• Extract

However, as discussed in the pre-RFC thread, I don't think this is a good idea to do by default. Having a cargo option to enable this, or putting it in a cargo template, or similar mechanisms all seem fine.

Among other things:

  • Many editors already have this as the default configuration for Rust; this configuration would be redundant in that case.
  • Adding such default configuration to any editors that don't already have it would address this issue for every project, without needing these files. At that point, the editorconfig files would be entirely redundant, and would have spread through the ecosystem.
  • Of the editors mentioned that have editorconfig support, while "several" support it without plugins, many just have it as a plugin that requires installation and enabling, so counting that as "support" doesn't seem appropriate. What subset of editors would this "work out of the box" for?
  • This adds an extra file in the repository, and the first one not required to build the project. (Hence the suggestion above to make this optional and disabled by default.)

• Data records

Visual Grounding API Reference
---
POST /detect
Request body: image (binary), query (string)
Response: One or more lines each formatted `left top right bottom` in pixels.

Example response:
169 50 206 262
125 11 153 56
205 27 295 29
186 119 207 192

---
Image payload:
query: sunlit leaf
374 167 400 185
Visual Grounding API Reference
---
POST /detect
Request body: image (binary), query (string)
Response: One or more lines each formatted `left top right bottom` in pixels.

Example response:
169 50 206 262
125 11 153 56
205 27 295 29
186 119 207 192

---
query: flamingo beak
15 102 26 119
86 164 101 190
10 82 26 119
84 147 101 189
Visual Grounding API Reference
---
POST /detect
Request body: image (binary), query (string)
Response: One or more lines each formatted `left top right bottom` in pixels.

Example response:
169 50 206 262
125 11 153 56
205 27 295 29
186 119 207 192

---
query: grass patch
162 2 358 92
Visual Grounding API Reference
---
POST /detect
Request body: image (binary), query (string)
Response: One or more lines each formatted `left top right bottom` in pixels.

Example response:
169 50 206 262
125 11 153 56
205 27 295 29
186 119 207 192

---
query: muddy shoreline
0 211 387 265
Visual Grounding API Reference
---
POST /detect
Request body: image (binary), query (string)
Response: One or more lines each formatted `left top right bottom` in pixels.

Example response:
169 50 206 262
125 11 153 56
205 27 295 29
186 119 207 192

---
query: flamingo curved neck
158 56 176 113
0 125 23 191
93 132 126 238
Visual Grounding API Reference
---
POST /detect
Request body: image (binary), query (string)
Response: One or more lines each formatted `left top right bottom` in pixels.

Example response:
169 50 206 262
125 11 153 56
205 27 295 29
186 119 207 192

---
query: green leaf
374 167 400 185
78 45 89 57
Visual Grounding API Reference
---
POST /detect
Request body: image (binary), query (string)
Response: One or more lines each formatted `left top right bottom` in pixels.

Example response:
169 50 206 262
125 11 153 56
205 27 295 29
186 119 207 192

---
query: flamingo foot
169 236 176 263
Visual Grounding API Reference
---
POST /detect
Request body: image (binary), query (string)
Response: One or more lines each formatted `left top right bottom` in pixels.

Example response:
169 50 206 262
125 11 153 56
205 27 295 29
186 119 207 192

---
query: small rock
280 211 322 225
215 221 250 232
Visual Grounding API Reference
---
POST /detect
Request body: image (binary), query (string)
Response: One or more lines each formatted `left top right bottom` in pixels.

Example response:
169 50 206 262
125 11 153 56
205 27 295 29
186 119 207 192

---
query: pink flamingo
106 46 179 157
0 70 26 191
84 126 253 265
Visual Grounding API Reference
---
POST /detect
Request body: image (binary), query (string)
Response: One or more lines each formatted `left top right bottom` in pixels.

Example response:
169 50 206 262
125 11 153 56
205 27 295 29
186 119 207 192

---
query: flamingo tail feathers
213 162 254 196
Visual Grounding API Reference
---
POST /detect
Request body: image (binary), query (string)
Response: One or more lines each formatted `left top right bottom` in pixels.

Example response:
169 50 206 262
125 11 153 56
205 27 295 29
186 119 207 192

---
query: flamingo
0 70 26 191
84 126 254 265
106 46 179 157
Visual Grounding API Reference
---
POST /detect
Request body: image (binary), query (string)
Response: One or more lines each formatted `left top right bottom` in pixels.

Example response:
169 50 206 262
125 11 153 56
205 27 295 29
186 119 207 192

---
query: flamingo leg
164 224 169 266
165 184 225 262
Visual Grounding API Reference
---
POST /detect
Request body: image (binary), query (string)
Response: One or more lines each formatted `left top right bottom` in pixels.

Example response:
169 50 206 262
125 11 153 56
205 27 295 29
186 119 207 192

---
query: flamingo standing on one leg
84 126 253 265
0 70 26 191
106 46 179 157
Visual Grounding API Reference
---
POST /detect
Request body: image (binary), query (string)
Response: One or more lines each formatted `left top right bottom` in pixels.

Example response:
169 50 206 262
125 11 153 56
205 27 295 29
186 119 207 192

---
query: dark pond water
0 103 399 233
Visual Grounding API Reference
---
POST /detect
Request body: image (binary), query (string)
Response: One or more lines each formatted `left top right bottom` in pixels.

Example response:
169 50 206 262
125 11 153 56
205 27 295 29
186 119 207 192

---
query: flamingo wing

• Task prompt
Reproduce the part of the editorconfig discussion between "However, as discussed" and "through the ecosystem.", inclusive, without changing a word.

• Response for this exercise
However, as discussed in the pre-RFC thread, I don't think this is a good idea to do by default. Having a cargo option to enable this, or putting it in a cargo template, or similar mechanisms all seem fine.

Among other things:

  • Many editors already have this as the default configuration for Rust; this configuration would be redundant in that case.
  • Adding such default configuration to any editors that don't already have it would address this issue for every project, without needing these files. At that point, the editorconfig files would be entirely redundant, and would have spread through the ecosystem.